[Data entries]
** Start **

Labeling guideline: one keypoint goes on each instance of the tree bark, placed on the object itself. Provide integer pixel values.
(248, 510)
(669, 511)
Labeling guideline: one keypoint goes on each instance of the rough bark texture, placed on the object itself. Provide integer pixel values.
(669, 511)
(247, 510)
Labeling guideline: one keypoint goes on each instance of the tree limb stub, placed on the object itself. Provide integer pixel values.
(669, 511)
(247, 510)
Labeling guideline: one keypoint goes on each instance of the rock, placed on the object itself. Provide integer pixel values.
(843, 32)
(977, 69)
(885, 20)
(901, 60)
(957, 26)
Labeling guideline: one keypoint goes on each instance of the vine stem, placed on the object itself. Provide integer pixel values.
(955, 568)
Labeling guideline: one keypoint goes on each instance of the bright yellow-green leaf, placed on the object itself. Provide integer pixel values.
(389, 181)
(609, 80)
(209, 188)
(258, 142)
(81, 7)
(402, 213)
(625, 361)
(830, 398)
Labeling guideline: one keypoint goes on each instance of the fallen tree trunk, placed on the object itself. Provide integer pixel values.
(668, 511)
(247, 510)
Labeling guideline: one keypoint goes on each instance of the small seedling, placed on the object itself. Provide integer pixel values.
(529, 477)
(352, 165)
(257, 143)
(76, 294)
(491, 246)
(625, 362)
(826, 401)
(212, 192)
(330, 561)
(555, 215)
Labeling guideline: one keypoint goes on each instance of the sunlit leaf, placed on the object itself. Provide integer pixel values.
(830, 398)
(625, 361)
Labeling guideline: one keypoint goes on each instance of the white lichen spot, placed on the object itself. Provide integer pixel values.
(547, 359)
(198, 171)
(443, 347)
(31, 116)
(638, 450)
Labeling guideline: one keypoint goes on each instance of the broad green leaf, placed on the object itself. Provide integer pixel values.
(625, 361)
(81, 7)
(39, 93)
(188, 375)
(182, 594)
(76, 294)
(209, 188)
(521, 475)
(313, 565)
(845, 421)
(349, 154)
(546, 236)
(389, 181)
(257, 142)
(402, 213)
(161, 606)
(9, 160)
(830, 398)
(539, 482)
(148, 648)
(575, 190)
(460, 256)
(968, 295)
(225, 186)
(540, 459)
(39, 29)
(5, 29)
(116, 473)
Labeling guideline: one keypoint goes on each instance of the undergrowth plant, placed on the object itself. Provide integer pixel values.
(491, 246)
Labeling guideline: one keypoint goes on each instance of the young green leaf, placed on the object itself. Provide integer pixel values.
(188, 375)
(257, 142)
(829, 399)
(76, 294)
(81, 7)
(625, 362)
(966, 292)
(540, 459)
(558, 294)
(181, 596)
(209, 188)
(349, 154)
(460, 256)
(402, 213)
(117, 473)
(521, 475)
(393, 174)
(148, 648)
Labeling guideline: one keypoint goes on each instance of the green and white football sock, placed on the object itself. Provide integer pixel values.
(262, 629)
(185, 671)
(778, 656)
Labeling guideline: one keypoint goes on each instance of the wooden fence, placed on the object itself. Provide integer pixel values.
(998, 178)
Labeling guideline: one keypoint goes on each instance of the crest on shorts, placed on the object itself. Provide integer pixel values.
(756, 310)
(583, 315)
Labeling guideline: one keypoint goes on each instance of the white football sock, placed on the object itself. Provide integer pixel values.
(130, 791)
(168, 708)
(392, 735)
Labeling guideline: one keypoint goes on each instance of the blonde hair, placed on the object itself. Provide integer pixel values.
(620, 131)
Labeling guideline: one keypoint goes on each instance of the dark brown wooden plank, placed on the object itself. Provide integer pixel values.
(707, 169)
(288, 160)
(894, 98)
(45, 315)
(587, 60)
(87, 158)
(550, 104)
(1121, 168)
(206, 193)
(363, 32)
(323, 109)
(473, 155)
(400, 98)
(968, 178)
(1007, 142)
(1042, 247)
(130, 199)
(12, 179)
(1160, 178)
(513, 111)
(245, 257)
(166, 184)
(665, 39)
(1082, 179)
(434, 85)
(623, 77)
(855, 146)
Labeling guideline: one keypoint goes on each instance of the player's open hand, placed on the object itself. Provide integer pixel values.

** End **

▸ Written request
Beginning at the line containing "of the broad", repeat each line exactly through the last line of the entries, and include no other lines.

▸ Full answer
Labeling guideline: one keypoint goes on each instance of the broad green leaf, placed on the object itself. Provide integer pixel values.
(625, 361)
(81, 7)
(39, 93)
(188, 375)
(182, 594)
(76, 294)
(209, 188)
(521, 475)
(313, 565)
(845, 421)
(349, 154)
(546, 236)
(389, 181)
(257, 142)
(402, 213)
(161, 606)
(9, 160)
(830, 398)
(539, 482)
(148, 648)
(575, 190)
(460, 256)
(968, 295)
(225, 186)
(540, 459)
(39, 29)
(5, 29)
(116, 473)
Labeling guideline: one keypoint goes on each instance of the undergrowth plant, placed on the object itself. Provide integer pixel values.
(491, 246)
Labeling guideline: one keypoint goes on each instance of the young green leaf, placed on the object itself. Provide integer pixel values.
(188, 375)
(257, 142)
(829, 399)
(76, 294)
(81, 7)
(625, 362)
(966, 292)
(540, 459)
(558, 294)
(181, 596)
(209, 188)
(349, 154)
(460, 256)
(402, 213)
(117, 473)
(521, 475)
(393, 174)
(148, 648)
Labeling guideline: one keypoint goes on each instance of the green and white football sock, placed on the object itself. Provide integer pixel values.
(262, 629)
(185, 671)
(778, 656)
Labeling guideline: one keypoint goes on each instance of the wooden fence, placed on the object itself. Provide integer pixel values.
(998, 178)
Labeling guideline: one keypoint goes on each instance of the crest on shorts, placed on the object itself. Provide integer pixel values.
(756, 310)
(583, 315)
Labeling guideline: one keypoint goes on each instance of the white football sock, placed on the object itself. Provide integer pixel values.
(130, 791)
(168, 708)
(392, 735)
Labeling guideline: one keypoint goes on each instance of the blonde hair, placed on the object itself. Provide integer pixel values.
(620, 131)
Labeling guideline: one keypoint goes on each instance of the dark brown wooden plank, placed on the object itself. Provide integer pixel values.
(707, 169)
(288, 160)
(894, 98)
(45, 315)
(587, 60)
(87, 158)
(550, 104)
(1121, 168)
(206, 193)
(363, 32)
(323, 109)
(473, 155)
(400, 98)
(968, 178)
(1007, 142)
(1042, 247)
(130, 199)
(12, 179)
(1160, 178)
(513, 111)
(245, 257)
(166, 184)
(665, 39)
(1082, 179)
(434, 85)
(623, 77)
(855, 146)
Labeling guideline: one keypoint goes on each instance of the player's open hand, placed on the object itself. Provide integer pixel values.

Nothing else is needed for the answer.